Return each line below that contains the string "ground". Case counts.

----- Extracted information

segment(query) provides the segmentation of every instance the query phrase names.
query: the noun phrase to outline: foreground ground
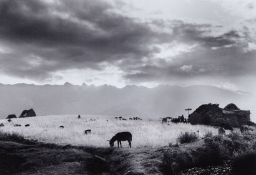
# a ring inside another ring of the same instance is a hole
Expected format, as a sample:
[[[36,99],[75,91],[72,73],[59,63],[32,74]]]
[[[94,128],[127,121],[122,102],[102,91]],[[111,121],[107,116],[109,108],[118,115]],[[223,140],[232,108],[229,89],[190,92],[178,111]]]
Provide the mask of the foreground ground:
[[[39,116],[13,119],[11,123],[1,120],[4,126],[0,131],[0,174],[256,174],[255,128],[243,135],[235,128],[232,133],[218,136],[216,128],[168,125],[160,119],[82,117]],[[22,126],[15,127],[16,123]],[[24,127],[26,124],[30,126]],[[92,130],[91,135],[83,133],[86,129]],[[106,140],[122,131],[132,133],[132,149],[126,143],[122,148],[110,148]],[[185,131],[196,138],[189,137],[182,143],[177,138]]]
[[[229,175],[234,153],[255,153],[255,137],[235,133],[158,148],[111,149],[43,143],[1,133],[0,174]]]

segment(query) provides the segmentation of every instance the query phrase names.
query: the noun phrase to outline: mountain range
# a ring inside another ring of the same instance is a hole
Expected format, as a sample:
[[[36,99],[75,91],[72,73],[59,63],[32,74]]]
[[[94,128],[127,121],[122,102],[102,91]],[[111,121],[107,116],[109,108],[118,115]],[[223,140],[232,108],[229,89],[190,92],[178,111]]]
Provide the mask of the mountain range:
[[[202,104],[219,103],[224,108],[234,103],[242,110],[256,110],[254,95],[207,85],[187,87],[159,85],[147,88],[127,85],[35,85],[0,84],[0,118],[9,114],[19,116],[23,110],[32,108],[37,115],[87,114],[124,116],[187,116],[185,108],[192,112]]]

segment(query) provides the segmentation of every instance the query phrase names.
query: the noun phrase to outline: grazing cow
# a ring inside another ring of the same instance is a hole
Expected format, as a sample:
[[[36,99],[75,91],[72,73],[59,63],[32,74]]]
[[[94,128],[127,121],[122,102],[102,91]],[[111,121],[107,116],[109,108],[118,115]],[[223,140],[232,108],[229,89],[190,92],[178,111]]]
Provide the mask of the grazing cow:
[[[229,123],[220,123],[220,128],[223,128],[226,130],[230,130],[230,131],[234,130],[232,126],[231,126],[231,125],[229,125]]]
[[[224,128],[219,128],[219,135],[225,135],[226,133],[226,131],[225,130]]]
[[[84,134],[85,134],[85,135],[91,134],[91,131],[91,131],[91,130],[85,130],[85,131],[84,131]]]
[[[167,118],[166,117],[163,118],[163,119],[162,120],[162,123],[166,123],[167,122]]]
[[[241,133],[243,133],[244,132],[249,131],[249,128],[247,126],[242,126],[241,128],[240,128],[240,131]]]
[[[111,140],[108,140],[109,141],[109,144],[111,147],[114,146],[114,143],[116,141],[117,141],[117,146],[119,148],[119,143],[120,146],[122,148],[121,141],[128,141],[129,142],[129,147],[130,148],[132,148],[132,134],[129,132],[121,132],[118,133],[116,135],[114,135]]]

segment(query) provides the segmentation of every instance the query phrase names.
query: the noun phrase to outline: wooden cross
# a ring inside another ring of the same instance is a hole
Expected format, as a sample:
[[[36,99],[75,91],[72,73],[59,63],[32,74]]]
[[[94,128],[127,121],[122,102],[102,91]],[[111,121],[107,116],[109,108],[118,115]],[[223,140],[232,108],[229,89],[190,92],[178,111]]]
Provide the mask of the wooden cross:
[[[189,112],[189,111],[191,111],[192,109],[191,108],[187,108],[187,109],[185,109],[185,111],[187,111]]]

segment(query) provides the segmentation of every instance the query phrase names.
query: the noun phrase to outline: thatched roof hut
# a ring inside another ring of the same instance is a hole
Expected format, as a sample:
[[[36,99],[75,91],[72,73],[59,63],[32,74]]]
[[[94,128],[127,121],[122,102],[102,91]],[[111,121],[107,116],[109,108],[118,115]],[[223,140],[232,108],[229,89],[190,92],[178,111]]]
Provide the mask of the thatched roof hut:
[[[28,110],[24,110],[21,114],[19,118],[22,118],[22,117],[30,117],[30,116],[36,116],[36,113],[34,111],[33,109],[30,109]]]

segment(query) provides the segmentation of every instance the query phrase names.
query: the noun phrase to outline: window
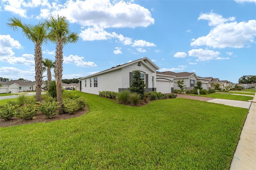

----------

◆ **Exercise solution**
query: the noun phrase to outline: foreground ground
Provide the mask of the foreground ground:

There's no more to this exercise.